Task instructions: Copy out the listing beneath, missing nothing.

□ □ □

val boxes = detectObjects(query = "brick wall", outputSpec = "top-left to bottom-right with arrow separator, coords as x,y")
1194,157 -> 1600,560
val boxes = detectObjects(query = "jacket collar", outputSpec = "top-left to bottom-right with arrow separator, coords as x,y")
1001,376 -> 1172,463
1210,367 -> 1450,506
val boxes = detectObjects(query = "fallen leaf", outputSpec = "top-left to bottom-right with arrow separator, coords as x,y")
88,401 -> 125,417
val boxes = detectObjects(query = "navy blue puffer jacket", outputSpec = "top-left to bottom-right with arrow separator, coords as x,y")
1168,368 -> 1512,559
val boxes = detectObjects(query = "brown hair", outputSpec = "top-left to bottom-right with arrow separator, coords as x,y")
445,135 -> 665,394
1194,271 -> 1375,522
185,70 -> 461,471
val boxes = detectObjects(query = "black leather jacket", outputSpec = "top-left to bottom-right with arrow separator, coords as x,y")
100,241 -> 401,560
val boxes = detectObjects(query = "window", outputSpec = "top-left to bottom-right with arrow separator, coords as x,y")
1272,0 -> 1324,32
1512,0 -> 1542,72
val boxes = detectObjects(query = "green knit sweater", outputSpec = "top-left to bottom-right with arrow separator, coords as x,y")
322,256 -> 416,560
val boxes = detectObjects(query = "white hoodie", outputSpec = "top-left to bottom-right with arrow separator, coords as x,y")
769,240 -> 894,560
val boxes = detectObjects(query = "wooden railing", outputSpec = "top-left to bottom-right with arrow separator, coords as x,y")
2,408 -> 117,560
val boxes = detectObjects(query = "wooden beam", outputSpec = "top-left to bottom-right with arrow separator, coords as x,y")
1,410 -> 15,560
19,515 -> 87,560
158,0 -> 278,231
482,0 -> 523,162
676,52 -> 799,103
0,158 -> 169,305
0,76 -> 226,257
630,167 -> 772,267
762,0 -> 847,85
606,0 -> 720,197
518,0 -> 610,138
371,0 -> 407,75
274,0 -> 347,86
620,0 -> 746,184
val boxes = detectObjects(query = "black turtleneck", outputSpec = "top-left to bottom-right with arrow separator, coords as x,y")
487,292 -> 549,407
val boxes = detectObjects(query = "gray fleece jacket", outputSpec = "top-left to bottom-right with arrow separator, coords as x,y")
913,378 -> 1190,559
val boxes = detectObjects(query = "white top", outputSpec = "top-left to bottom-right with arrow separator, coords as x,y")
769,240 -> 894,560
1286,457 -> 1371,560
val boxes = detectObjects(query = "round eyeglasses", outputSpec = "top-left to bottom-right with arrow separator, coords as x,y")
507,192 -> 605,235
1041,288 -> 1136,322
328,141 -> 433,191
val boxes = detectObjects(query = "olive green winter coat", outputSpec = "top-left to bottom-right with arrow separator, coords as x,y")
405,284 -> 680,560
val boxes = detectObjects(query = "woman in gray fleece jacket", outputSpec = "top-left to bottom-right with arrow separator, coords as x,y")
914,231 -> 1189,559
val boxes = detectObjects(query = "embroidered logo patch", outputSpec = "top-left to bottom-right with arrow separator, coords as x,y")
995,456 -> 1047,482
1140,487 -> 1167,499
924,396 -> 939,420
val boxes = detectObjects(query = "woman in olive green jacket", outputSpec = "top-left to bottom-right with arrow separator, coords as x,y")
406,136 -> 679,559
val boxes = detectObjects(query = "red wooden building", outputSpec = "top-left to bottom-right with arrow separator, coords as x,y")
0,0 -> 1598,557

□ □ □

Expected output:
val boxes = detectObjects(query = "brick wall", outputSpec = "top-left to bottom-right with arrow separator, coords as x,y")
1194,157 -> 1600,560
val boxes = detectObjects(query = "jacket collar", outputSpec = "top-left to bottom-right with arrow separator, coords as x,y")
1001,376 -> 1172,463
1210,367 -> 1450,506
val boxes = detectObjects(query = "fallen leaf", outputSpec = "top-left to bottom-right with arrow separator, coords as x,y")
88,401 -> 125,417
val boxes = detectObjects(query = "navy blue puffer jacket", outputSpec = "top-left to bottom-right with arrow separator, coords as x,y")
1168,368 -> 1512,559
val boxes = detectObjects(query = "brown hair", outputSpec = "top-left to bottom-right with arrow separator, coords as x,y")
445,135 -> 665,394
1194,271 -> 1375,522
185,70 -> 461,471
val boxes = detectObjects(query = "black leather jacket", outputSpec = "top-left to bottom-right with arrow separator, coords as x,y")
100,241 -> 401,560
val boxes = detectObjects(query = "window", outputSpec = "top-left to bottom-right with arrow separator, coords as x,y")
1272,0 -> 1324,32
1512,0 -> 1542,72
val boxes = detectObjects(query = "green knit sweater", outputSpec = "top-left to bottom-right with arrow separator, coords as x,y")
322,256 -> 416,560
val boxes = detectObjects(query = "white hoodie", outputSpec = "top-left to bottom-right with arrow separator, coords as x,y")
769,240 -> 894,560
val boxes = detectObjects(query = "wooden railing", outputSpec = "top-left to bottom-right with arrow separator, coords as x,y")
2,408 -> 117,560
val boxes = detectObjects(query = "wooden beam", outputSpec = "top-left to bottom-right with arrow separator, coords as x,y")
1,410 -> 15,560
19,515 -> 87,560
158,0 -> 278,231
482,0 -> 523,162
676,52 -> 799,103
0,158 -> 169,305
0,76 -> 226,257
630,167 -> 772,267
762,0 -> 847,85
606,0 -> 720,197
518,0 -> 610,138
371,0 -> 407,75
274,0 -> 347,86
620,0 -> 746,184
val boxes = detectObjects(query = "black turtleneck", outputSpec = "top-left to bottom-right with arrow separator, coords as x,y")
487,292 -> 549,407
val boxes = detectObjects(query = "gray fleece jacket", outputSpec = "top-left to bottom-right with arrow separator, coords as x,y")
913,378 -> 1190,559
val boxes = detectObjects(query = "white top", outputSpec = "top-left to bottom-right with arrow separator, coords as x,y")
769,240 -> 894,560
1286,457 -> 1371,560
val boxes = detectObjects(query = "round eyeglasses", outputSpec = "top-left to bottom-right with arrow separator, coords as x,y")
507,192 -> 605,235
1041,288 -> 1136,322
328,141 -> 433,191
val boxes = detectObjects(query = "olive green winter coat", outputSpec = "top-left to bottom-right with arrow separator, coords as x,y")
405,284 -> 680,560
val boxes = detectObjects(query = "woman in gray fleece jacket", outputSpec = "top-left to bottom-right with arrow separator, coords as x,y")
914,231 -> 1189,559
val boxes = detectObjects(query = "embroidered logo patch", outputSpec = "top-left to bottom-right with arrow separator, coords as x,y")
995,456 -> 1047,482
1140,487 -> 1167,499
924,396 -> 939,420
val boxes = detectObjects(query = "woman in olive green jacket", outputSpec = "top-left to bottom-right with arrow separator, coords as x,y")
406,136 -> 679,559
val boxes = detectObjects(query = "red wooden building", outputSpec = "top-left to bottom-right with arrow separator, coords as x,y")
0,0 -> 1598,557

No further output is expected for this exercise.